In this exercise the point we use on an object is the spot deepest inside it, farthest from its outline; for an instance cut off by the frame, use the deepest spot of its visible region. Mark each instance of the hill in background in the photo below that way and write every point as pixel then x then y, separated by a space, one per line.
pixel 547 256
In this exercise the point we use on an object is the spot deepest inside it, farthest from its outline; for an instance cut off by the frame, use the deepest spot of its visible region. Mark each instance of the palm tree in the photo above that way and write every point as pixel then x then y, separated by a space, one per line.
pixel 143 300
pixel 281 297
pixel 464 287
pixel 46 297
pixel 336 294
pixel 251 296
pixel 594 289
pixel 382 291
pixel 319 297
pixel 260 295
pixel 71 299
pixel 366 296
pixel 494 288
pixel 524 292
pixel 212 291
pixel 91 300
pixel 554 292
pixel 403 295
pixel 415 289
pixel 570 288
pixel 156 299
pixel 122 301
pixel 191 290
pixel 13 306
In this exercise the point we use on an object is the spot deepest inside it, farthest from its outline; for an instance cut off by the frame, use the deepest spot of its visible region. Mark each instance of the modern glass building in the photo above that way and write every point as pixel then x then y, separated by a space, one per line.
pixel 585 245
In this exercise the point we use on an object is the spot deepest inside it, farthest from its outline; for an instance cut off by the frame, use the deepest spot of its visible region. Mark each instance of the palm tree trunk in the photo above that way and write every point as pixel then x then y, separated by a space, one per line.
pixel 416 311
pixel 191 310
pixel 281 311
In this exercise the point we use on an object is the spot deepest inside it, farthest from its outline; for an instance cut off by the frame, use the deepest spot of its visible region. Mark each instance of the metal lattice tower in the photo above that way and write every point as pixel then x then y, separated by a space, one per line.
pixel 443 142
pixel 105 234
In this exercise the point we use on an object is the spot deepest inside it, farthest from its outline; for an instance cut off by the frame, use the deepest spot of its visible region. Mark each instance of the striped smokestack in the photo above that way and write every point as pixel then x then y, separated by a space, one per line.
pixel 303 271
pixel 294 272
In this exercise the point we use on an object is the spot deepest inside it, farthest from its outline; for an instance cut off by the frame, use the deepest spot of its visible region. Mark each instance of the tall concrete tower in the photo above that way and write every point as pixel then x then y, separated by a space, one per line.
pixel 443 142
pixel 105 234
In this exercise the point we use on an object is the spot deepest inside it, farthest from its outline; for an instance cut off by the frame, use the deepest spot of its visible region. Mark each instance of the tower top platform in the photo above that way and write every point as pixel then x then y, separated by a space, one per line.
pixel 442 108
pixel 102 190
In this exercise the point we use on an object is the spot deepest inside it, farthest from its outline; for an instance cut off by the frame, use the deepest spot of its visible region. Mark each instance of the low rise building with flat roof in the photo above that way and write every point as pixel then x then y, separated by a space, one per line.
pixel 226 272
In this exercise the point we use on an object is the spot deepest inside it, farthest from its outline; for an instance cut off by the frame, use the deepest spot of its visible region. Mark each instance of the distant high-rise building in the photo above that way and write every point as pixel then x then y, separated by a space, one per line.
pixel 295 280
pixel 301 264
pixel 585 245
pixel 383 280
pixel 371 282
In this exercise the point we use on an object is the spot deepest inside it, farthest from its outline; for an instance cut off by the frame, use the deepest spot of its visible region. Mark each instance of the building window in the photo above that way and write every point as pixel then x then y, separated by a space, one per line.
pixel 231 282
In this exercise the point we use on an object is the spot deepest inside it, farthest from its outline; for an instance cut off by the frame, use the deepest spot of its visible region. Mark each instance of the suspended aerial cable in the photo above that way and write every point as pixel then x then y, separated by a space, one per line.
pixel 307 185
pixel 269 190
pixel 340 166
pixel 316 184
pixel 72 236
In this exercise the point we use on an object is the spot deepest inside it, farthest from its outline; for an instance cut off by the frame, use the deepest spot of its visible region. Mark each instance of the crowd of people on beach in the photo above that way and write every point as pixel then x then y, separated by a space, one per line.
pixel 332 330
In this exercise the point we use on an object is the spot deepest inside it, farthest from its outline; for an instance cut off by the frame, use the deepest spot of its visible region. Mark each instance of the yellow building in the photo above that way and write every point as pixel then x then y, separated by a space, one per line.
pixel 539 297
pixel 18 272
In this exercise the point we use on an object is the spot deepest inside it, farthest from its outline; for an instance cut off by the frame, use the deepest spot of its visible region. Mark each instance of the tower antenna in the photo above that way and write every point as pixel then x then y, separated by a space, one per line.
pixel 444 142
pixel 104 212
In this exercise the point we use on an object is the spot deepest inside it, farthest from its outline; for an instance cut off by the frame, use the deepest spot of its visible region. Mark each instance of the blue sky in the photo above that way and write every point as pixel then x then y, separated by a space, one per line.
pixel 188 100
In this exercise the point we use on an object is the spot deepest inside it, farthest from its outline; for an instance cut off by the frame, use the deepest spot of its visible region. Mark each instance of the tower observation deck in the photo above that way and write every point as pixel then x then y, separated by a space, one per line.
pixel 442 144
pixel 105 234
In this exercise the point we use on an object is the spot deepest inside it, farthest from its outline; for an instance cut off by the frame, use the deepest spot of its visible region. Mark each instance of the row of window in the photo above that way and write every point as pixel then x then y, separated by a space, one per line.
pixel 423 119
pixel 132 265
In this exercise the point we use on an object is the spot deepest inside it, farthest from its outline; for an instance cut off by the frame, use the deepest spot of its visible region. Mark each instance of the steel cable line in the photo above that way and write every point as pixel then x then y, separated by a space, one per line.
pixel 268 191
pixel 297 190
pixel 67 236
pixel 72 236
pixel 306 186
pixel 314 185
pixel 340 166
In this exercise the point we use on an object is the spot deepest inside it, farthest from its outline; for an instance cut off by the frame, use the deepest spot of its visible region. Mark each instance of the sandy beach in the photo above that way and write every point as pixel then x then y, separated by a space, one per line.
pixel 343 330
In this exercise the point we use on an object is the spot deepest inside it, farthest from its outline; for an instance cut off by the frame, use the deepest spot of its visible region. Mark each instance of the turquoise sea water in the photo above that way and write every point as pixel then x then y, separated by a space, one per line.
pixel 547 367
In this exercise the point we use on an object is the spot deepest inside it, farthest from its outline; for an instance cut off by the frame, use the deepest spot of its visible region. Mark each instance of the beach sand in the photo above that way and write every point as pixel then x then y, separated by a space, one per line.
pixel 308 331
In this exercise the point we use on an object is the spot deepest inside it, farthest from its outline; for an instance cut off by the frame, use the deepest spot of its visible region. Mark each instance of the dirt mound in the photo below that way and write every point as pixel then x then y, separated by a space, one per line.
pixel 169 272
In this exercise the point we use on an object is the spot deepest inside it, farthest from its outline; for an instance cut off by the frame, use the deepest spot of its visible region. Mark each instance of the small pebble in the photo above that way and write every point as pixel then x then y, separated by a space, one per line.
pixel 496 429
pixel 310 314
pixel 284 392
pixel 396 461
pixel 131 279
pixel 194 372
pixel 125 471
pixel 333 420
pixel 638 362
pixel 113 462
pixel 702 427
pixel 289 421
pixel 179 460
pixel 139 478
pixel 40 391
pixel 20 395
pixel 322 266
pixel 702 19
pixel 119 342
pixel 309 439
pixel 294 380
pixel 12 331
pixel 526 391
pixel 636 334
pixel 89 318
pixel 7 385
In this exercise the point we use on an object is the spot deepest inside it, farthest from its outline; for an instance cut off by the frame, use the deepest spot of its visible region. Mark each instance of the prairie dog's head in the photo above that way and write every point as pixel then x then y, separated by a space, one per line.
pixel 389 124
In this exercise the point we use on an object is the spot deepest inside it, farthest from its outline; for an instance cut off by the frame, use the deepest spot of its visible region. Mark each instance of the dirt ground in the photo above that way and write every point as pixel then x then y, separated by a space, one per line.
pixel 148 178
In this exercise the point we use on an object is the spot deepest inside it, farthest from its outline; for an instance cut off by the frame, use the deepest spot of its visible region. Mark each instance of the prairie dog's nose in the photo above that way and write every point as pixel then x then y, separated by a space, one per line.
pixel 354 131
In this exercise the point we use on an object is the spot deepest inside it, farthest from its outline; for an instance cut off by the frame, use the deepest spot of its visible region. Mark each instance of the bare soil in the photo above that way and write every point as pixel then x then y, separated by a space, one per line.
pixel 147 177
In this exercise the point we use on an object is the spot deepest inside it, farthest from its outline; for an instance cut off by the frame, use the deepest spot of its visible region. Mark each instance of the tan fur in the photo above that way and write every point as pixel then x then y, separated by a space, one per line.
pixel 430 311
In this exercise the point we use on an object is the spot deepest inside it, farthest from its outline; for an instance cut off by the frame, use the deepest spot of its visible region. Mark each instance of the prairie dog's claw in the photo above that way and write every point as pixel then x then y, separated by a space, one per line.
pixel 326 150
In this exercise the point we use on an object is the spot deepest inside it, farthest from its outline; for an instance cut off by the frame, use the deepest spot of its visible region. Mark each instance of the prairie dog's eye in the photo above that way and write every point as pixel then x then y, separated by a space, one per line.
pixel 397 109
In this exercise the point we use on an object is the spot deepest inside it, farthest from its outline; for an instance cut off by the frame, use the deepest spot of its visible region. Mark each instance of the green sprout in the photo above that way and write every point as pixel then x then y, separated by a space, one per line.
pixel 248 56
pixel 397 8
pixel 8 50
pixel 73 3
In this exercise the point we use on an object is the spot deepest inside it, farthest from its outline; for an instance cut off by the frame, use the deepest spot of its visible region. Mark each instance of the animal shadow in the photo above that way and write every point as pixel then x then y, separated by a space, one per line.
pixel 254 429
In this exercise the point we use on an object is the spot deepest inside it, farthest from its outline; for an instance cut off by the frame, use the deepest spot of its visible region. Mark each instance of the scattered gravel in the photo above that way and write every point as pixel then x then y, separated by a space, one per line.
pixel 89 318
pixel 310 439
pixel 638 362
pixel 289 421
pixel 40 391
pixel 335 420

• • •

- YOUR TASK:
Copy the records above word for word, from their first line through the line that contains "pixel 13 306", and stop there.

- SOLUTION FOR THIS PROBLEM:
In this exercise the point we use on an object is the spot deepest inside it, farthest from its outline; for an instance cut off by the frame, use the deepest spot of its visible region. Mark each instance of the hill in background in the photo below that way and write every point as pixel then x then y, separated by a space, one per line.
pixel 547 256
In this exercise the point we use on an object is the spot deepest inside it, farthest from its outline; for an instance cut off by the frame, use the deepest spot of its visible region. Mark each instance of the palm tree in the photo above that way and write every point as pixel then x then y, separated by a space, one per line.
pixel 143 300
pixel 281 297
pixel 464 287
pixel 46 297
pixel 336 294
pixel 251 296
pixel 594 289
pixel 382 291
pixel 319 297
pixel 260 295
pixel 71 299
pixel 366 296
pixel 494 288
pixel 524 292
pixel 212 291
pixel 91 300
pixel 554 292
pixel 403 295
pixel 415 289
pixel 570 288
pixel 156 299
pixel 122 301
pixel 191 290
pixel 13 306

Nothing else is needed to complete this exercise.